PROVIDED DATA —
* START *
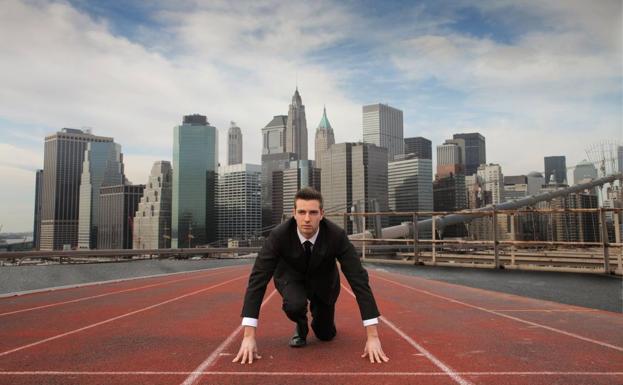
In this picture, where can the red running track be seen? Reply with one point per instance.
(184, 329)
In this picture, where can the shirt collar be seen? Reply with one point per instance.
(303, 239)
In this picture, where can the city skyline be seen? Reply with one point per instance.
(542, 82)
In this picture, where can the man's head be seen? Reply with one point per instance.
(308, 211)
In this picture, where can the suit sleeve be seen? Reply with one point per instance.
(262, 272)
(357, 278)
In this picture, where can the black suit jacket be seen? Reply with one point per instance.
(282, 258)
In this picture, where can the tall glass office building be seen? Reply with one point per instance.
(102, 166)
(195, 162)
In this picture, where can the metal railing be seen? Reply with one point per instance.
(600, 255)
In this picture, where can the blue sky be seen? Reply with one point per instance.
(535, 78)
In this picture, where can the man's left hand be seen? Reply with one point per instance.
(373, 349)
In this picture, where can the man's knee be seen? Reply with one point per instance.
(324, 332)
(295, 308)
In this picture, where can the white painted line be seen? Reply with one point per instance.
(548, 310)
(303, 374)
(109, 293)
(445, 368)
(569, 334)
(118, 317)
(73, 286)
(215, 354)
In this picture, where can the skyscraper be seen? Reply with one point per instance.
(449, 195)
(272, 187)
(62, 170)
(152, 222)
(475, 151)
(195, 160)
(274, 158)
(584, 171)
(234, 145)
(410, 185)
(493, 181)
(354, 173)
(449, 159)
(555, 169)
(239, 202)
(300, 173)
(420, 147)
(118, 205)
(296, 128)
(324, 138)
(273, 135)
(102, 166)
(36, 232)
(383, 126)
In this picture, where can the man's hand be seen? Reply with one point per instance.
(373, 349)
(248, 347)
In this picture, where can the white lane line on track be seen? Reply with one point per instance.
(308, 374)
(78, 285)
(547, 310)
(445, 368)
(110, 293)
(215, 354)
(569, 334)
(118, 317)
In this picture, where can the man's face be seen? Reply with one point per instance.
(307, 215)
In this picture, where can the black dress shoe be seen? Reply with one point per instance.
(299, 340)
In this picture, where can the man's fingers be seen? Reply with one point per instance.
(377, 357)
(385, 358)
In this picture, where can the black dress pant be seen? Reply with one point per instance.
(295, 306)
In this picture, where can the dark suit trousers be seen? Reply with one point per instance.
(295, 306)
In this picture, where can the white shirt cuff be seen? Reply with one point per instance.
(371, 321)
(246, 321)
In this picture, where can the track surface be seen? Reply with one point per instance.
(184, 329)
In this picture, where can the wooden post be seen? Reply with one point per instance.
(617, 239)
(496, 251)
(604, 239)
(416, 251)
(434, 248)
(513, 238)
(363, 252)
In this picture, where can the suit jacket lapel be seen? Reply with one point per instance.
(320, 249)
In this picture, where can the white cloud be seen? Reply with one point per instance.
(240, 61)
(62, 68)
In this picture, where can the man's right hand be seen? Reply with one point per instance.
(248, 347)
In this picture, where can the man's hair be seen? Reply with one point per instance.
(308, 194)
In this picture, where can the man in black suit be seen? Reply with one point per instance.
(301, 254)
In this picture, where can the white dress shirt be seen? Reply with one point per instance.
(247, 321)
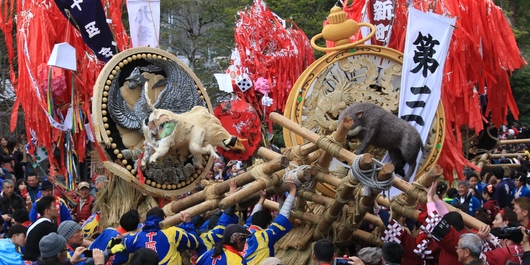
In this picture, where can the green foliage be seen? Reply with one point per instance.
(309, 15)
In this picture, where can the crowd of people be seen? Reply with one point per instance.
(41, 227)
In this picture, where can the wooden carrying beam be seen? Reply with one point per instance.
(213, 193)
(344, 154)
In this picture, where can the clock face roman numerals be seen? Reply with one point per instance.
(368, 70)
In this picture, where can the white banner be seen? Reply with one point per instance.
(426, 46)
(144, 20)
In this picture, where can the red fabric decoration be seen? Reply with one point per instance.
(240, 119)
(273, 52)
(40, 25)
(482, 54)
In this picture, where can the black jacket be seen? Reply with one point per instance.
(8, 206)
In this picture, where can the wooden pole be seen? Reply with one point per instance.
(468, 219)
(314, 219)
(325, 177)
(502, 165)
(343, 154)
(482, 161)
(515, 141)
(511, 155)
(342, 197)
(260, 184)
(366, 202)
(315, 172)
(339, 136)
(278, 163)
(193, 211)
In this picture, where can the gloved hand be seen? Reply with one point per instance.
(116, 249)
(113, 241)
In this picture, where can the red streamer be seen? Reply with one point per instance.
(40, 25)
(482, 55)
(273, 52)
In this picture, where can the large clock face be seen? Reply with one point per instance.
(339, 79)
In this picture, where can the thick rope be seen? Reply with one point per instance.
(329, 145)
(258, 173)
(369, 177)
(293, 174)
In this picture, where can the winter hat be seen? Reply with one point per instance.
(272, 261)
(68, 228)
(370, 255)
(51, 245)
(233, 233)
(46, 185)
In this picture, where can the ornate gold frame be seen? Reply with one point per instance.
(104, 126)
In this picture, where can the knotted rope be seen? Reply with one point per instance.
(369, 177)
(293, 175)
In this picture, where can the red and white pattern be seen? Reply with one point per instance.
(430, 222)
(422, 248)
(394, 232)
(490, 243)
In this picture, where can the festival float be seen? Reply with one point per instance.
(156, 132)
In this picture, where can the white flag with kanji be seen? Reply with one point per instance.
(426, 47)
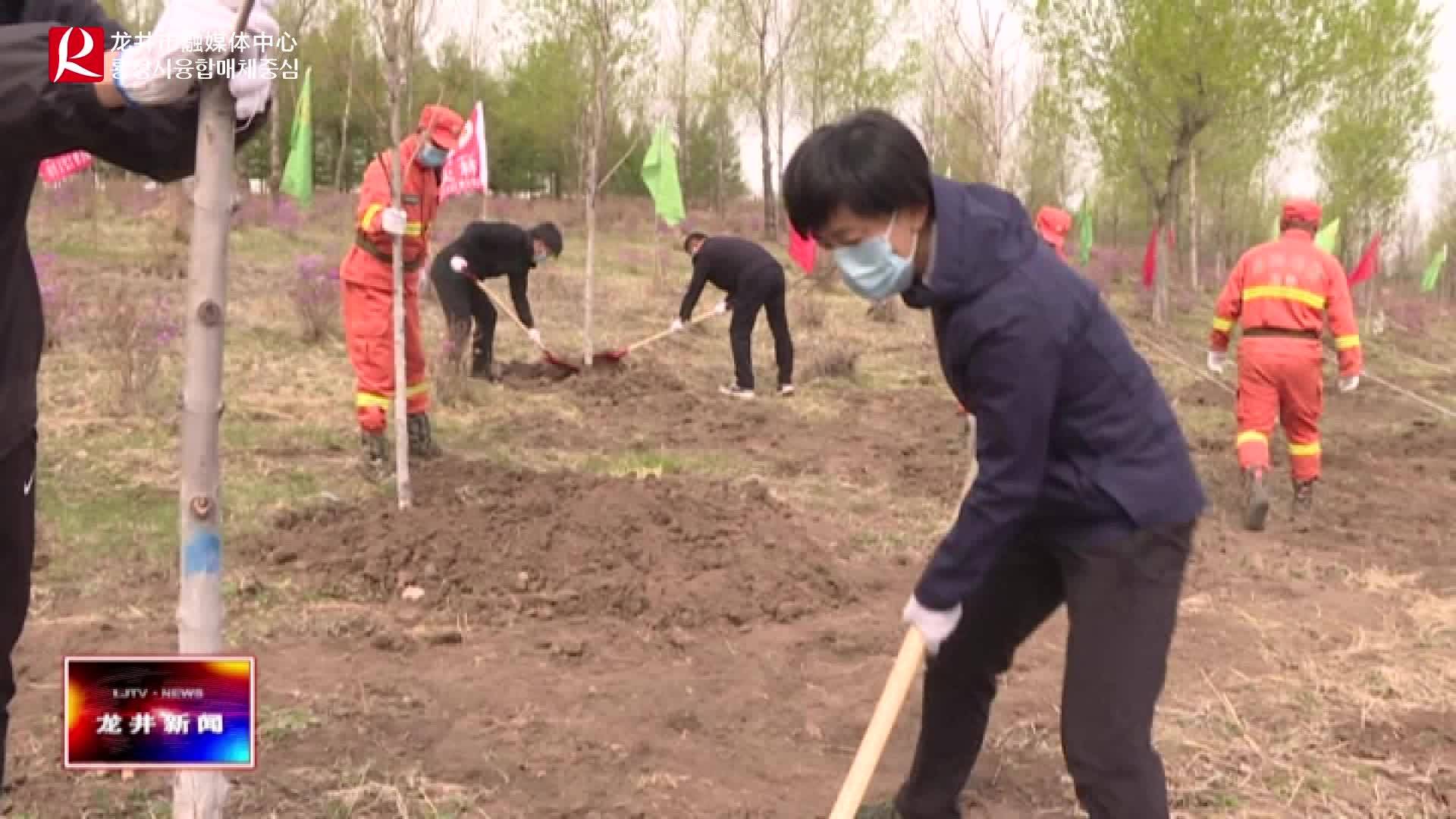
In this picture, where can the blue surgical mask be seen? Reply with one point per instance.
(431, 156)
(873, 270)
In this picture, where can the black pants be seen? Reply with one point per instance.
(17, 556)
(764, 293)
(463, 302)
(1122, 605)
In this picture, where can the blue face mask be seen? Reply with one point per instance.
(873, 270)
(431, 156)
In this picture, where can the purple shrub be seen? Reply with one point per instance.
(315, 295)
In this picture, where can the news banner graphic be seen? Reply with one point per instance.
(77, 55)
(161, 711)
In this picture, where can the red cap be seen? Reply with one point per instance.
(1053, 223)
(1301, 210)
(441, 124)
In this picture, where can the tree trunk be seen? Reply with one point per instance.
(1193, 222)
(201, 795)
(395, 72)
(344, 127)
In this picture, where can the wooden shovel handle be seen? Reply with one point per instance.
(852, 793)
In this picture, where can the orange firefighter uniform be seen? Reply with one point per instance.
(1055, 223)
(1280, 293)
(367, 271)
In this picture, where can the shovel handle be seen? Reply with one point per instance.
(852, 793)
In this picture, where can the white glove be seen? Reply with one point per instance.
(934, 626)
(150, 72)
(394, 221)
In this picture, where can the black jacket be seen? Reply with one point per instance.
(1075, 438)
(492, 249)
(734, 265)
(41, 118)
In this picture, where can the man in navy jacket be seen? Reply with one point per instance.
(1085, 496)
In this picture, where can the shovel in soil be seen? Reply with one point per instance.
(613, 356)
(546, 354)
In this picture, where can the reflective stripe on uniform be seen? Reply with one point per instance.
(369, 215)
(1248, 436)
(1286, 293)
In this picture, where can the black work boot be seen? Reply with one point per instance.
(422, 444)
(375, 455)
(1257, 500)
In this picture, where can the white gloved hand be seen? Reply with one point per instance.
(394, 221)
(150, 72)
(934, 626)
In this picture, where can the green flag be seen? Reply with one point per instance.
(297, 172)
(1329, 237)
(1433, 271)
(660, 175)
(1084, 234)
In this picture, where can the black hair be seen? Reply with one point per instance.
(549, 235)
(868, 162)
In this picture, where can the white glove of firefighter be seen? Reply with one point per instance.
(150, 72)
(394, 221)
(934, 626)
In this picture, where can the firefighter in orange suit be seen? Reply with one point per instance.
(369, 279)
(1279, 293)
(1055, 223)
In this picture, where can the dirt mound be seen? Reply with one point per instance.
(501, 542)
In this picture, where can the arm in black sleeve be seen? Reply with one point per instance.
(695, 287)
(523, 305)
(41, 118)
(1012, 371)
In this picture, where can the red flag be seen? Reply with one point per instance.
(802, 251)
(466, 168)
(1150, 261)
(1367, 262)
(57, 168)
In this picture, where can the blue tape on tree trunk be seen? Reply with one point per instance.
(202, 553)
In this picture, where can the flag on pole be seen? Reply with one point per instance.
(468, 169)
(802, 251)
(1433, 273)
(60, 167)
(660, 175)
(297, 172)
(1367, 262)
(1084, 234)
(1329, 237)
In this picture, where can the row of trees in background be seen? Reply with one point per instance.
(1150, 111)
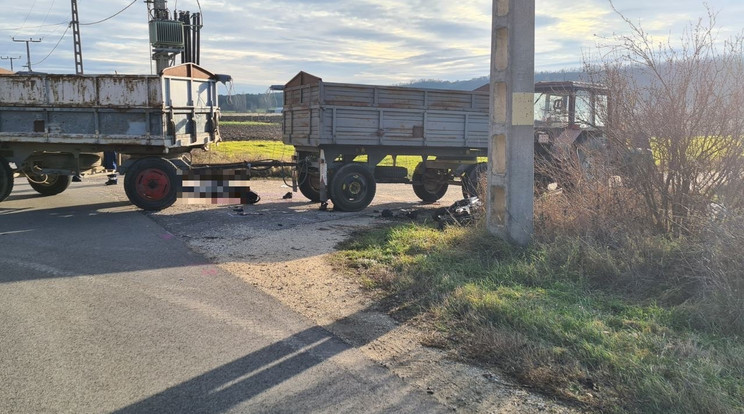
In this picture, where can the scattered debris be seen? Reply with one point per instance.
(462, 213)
* END *
* START *
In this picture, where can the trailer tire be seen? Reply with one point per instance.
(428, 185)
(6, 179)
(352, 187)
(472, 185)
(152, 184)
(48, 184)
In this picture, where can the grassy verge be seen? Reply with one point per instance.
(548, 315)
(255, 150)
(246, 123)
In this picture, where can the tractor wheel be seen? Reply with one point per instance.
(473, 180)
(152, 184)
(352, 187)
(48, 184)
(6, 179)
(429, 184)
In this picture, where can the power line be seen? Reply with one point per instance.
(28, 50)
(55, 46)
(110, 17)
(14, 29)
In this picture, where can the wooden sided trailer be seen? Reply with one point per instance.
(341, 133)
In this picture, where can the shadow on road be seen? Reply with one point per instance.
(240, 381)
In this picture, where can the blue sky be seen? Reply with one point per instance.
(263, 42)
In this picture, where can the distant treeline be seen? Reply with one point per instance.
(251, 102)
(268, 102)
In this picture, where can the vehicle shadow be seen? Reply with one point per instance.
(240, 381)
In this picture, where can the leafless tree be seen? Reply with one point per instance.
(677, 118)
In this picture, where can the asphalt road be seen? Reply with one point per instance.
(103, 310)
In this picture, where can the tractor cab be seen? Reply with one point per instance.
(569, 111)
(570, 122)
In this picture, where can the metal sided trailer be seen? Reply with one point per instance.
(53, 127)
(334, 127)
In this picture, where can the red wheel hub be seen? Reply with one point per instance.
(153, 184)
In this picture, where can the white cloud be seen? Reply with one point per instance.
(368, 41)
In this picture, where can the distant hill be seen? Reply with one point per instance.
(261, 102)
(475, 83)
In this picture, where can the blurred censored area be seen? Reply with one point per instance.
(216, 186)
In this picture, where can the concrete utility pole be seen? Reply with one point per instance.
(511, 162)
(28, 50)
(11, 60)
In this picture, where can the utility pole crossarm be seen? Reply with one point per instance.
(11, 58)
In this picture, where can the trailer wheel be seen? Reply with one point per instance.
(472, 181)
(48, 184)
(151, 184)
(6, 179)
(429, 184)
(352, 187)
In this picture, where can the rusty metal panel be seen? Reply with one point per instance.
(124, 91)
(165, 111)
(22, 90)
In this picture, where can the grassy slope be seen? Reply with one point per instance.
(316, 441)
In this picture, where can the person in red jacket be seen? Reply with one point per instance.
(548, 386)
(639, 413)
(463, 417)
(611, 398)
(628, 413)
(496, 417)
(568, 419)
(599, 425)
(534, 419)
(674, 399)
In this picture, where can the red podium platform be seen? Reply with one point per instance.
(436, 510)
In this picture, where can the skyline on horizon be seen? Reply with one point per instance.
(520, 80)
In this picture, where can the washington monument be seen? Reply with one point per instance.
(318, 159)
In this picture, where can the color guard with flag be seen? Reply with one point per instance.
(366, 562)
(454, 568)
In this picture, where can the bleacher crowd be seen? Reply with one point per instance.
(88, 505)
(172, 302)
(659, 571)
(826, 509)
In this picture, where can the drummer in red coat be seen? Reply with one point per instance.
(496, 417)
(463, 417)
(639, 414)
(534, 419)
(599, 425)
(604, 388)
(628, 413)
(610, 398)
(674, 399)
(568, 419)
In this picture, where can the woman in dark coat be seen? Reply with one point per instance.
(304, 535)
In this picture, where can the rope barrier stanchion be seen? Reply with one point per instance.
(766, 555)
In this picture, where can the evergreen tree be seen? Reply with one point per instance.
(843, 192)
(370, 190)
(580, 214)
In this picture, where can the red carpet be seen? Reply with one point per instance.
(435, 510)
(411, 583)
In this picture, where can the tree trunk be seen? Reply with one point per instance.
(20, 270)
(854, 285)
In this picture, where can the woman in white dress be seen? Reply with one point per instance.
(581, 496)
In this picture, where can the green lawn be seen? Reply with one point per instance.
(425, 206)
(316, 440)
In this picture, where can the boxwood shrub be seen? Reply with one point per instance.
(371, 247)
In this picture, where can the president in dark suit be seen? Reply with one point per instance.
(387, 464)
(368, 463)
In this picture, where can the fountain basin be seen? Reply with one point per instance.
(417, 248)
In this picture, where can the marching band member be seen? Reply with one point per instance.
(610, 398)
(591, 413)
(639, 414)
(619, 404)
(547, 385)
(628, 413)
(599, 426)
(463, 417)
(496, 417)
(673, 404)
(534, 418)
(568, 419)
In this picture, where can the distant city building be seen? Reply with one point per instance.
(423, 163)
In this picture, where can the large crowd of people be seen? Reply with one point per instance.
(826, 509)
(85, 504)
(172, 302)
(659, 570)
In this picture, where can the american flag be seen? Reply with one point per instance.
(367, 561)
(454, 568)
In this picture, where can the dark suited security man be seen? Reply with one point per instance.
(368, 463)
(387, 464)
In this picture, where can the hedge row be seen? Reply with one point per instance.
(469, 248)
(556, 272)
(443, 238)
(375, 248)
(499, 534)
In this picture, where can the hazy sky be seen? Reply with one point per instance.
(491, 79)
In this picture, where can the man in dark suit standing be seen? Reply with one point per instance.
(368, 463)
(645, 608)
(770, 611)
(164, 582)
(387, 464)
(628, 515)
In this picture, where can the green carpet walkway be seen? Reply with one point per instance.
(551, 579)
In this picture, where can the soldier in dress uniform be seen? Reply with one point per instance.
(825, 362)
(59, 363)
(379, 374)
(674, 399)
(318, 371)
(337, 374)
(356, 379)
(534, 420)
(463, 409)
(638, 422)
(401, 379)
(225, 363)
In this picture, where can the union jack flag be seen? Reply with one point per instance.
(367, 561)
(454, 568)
* END *
WHAT YOU SHOULD DO —
Find every line in the records that contains the word "carpet" and copy each of those lines.

COMPLETED EXERCISE —
In this picture, where can the red carpet be seen? Reply with one point per instance.
In this picture, where can the green carpet walkway be seen? Reply with one point per instance.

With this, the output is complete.